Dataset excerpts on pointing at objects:
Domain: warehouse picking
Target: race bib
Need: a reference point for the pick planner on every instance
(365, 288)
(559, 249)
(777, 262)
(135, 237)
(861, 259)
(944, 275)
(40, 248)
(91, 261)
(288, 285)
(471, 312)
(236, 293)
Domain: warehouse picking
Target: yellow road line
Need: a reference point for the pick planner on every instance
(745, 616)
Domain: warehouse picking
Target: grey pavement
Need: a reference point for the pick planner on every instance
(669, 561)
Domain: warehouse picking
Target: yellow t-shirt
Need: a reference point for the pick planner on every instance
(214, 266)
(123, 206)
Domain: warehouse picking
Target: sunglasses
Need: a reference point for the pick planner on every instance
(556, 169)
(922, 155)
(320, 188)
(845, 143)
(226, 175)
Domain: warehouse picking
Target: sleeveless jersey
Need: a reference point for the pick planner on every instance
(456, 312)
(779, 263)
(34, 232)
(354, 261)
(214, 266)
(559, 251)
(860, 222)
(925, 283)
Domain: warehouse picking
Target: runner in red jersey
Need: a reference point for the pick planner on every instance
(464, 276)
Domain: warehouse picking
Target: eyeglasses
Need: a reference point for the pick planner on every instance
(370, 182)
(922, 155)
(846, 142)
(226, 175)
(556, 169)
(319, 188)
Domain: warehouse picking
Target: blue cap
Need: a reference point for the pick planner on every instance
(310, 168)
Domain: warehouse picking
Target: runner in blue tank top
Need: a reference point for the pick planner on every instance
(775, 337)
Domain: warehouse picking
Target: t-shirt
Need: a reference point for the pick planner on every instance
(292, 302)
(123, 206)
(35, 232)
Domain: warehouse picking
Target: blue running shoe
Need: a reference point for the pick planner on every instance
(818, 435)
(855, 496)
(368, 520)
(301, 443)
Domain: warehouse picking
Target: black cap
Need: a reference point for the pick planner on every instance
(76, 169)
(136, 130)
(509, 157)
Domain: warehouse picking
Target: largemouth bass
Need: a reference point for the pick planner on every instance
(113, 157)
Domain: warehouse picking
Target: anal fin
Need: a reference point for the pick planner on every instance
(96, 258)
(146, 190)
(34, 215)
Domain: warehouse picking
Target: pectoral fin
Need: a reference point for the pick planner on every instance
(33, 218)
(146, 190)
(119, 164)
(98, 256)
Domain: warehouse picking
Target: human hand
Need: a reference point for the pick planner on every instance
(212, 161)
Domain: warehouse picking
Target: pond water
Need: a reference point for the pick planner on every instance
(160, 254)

■ Instruction: Count the lines of the records above that contain the word "runner". Reply with only that number.

■ Answer to the problem: 2